▶ [Tâche à réaliser 1]
D'après le texte fourni, quel thème la Société Balint Belge a-t-elle examiné l'an dernier ?
▶ [Tâche à réaliser 2]
Recopiez sans modification le passage du texte fourni qui s'ouvre sur les mots contenant « Peut-on, dans le » et se termine par « 13ème du nom. ».

▶ [Texte fourni]
Le 19 mars, la Société Balint Belge essaiera d’arrêter le temps, histoire d’en discuter. Dans le prolongement du thème examiné l’an dernier – la sollicitude –, elle questionne la durée qu’il faut préserver à un soin pour le rendre (plus) humain. Une médecine de qualité s’accommode-t-elle de cadences soutenues? Peut-elle rimer avec productivité?
Peut-on, dans le soin, faire les choses vite et (néanmoins) bien? Faut-il forcément consacrer beaucoup de temps, pour que la relation avec le patient, la démarche diagnostique et thérapeutique, soient bonnes? Est-ce que le temps tient dans une enveloppe, comme on semble l’admettre désormais en plaquant des durées sur les actes: la toilette d’un patient ou d’un résident, c’est autant de minutes; le séjour hospitalier pour telle pathologie, c’est autant de jours… Telles sont quelques-unes des questions qui, détaille le Dr Michèle Parée, animatrice Balint, seront soulevées à Liège, le samedi 19 mars lors du traditionnel «Printemps Balint», le 13ème du nom.

▶ [Enregistrements issus d'une source de données]
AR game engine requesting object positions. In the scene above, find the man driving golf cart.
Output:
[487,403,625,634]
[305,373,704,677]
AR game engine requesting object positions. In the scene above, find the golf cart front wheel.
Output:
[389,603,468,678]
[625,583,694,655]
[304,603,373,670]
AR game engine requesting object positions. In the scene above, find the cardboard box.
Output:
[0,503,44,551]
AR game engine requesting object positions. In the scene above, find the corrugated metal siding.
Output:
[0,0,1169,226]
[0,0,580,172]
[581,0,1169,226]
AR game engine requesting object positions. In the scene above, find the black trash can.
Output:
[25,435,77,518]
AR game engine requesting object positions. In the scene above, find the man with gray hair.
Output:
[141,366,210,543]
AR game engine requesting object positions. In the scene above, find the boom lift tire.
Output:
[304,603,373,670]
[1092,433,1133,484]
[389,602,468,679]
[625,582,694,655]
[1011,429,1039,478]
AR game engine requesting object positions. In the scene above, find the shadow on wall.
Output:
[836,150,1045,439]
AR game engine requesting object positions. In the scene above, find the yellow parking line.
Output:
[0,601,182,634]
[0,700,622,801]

▶ [Solution proposée 1]
La sollicitude.

▶ [Solution proposée 2]
Peut-on, dans le soin, faire les choses vite et (néanmoins) bien? Faut-il forcément consacrer beaucoup de temps, pour que la relation avec le patient, la démarche diagnostique et thérapeutique, soient bonnes? Est-ce que le temps tient dans une enveloppe, comme on semble l’admettre désormais en plaquant des durées sur les actes: la toilette d’un patient ou d’un résident, c’est autant de minutes; le séjour hospitalier pour telle pathologie, c’est autant de jours… Telles sont quelques-unes des questions qui, détaille le Dr Michèle Parée, animatrice Balint, seront soulevées à Liège, le samedi 19 mars lors du traditionnel «Printemps Balint», le 13ème du nom.